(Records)

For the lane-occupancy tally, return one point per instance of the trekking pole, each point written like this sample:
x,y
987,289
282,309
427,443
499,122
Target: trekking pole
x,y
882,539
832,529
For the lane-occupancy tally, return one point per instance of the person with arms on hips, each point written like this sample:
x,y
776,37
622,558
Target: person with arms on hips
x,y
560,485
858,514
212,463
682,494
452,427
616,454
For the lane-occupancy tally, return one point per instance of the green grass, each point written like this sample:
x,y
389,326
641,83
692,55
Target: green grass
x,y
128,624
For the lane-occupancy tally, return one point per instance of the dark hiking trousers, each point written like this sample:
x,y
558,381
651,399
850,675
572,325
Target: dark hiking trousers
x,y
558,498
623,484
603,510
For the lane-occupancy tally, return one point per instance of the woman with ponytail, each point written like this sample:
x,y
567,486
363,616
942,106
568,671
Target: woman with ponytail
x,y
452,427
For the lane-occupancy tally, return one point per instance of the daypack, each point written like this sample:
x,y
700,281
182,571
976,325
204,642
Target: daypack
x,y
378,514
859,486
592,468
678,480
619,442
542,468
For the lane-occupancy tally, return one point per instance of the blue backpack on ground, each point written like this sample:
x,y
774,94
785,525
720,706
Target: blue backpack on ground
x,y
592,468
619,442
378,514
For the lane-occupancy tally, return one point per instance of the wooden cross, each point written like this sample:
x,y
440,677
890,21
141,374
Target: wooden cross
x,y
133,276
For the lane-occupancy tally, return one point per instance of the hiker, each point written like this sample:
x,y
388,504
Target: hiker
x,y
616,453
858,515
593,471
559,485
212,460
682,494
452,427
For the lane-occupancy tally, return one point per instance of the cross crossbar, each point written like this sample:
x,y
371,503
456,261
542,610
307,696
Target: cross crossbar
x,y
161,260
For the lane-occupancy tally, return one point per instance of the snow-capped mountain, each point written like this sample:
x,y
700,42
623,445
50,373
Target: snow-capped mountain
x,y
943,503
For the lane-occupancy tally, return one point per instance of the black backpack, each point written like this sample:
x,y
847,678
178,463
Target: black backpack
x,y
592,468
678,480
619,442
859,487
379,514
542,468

▶ [YOUR GOAL]:
Please convert the listing above into a Markdown table with two columns, Row and Line. Put one line of the listing in each row with its row number, and leave out blank lines.

▶ [FULL OUTPUT]:
| Row | Line |
|---|---|
| 1 | For the lane-occupancy tally, return one point per instance of the trekking pole, each point written like this sample: |
| 2 | x,y |
| 3 | 987,289 |
| 4 | 282,309 |
| 5 | 427,443 |
| 6 | 499,122 |
| 7 | Target: trekking pole |
| 8 | x,y |
| 9 | 882,539 |
| 10 | 832,529 |
| 11 | For the lane-occupancy tally, return one point per instance of the person with arms on hips, each point written like this sample: |
| 12 | x,y |
| 13 | 776,37 |
| 14 | 622,558 |
| 15 | Target: person with arms on hips |
| 16 | x,y |
| 17 | 560,485 |
| 18 | 858,514 |
| 19 | 212,463 |
| 20 | 682,494 |
| 21 | 452,427 |
| 22 | 616,454 |
| 23 | For the lane-occupancy tally, return one point per instance of the green grass, each point written like this sample: |
| 24 | x,y |
| 25 | 389,326 |
| 26 | 641,83 |
| 27 | 692,55 |
| 28 | Target: green grass |
| 29 | x,y |
| 30 | 128,624 |
| 31 | For the lane-occupancy tally, return one point per instance of the dark hiking trousers, each point written like this sample: |
| 32 | x,y |
| 33 | 558,381 |
| 34 | 651,399 |
| 35 | 850,675 |
| 36 | 572,325 |
| 37 | Target: dark hiking trousers |
| 38 | x,y |
| 39 | 558,498 |
| 40 | 623,484 |
| 41 | 603,510 |
| 42 | For the lane-occupancy tally, return one point per instance of the woman with ponytail, each point written like this sample: |
| 43 | x,y |
| 44 | 567,486 |
| 45 | 363,616 |
| 46 | 942,106 |
| 47 | 568,671 |
| 48 | Target: woman with ponytail |
| 49 | x,y |
| 50 | 452,427 |
| 51 | For the lane-occupancy tally, return one point per instance of the daypack, each point written like this sample: |
| 52 | x,y |
| 53 | 700,281 |
| 54 | 182,571 |
| 55 | 976,325 |
| 56 | 204,642 |
| 57 | Target: daypack |
| 58 | x,y |
| 59 | 378,514 |
| 60 | 859,486 |
| 61 | 592,468 |
| 62 | 678,480 |
| 63 | 619,442 |
| 64 | 542,468 |
| 65 | For the lane-occupancy tally, return one point per instance of the blue backpack on ground, each point written like this sample: |
| 66 | x,y |
| 67 | 774,94 |
| 68 | 785,525 |
| 69 | 720,706 |
| 70 | Target: blue backpack on ground |
| 71 | x,y |
| 72 | 592,468 |
| 73 | 619,442 |
| 74 | 378,514 |
| 75 | For the lane-occupancy tally, return one point per instance of the wooden cross, each point written like this sample: |
| 76 | x,y |
| 77 | 440,677 |
| 78 | 890,21 |
| 79 | 141,374 |
| 80 | Target: wooden cross |
| 81 | x,y |
| 82 | 133,276 |
| 83 | For the lane-occupancy tally, return one point per instance of the hiker, each point written like this sample: |
| 84 | x,y |
| 85 | 388,504 |
| 86 | Target: hiker |
| 87 | x,y |
| 88 | 616,453 |
| 89 | 858,515 |
| 90 | 593,471 |
| 91 | 559,485 |
| 92 | 212,460 |
| 93 | 682,494 |
| 94 | 452,427 |
| 95 | For the lane-occupancy tally, return one point per instance of the cross crossbar, each point written like this sample: |
| 96 | x,y |
| 97 | 371,503 |
| 98 | 456,261 |
| 99 | 542,610 |
| 100 | 307,696 |
| 101 | Target: cross crossbar |
| 102 | x,y |
| 103 | 161,260 |
| 104 | For the lane-occupancy tally, return one point per instance of the snow-capped mountain, each point written like this sample: |
| 105 | x,y |
| 106 | 700,42 |
| 107 | 623,445 |
| 108 | 50,373 |
| 109 | Target: snow-capped mountain |
| 110 | x,y |
| 111 | 943,503 |
| 112 | For the lane-occupancy tally, return one point per instance of the black backpack, each point written like this sample: |
| 113 | x,y |
| 114 | 847,678 |
| 115 | 178,463 |
| 116 | Target: black backpack |
| 117 | x,y |
| 118 | 592,468 |
| 119 | 678,480 |
| 120 | 619,442 |
| 121 | 859,487 |
| 122 | 379,514 |
| 123 | 542,468 |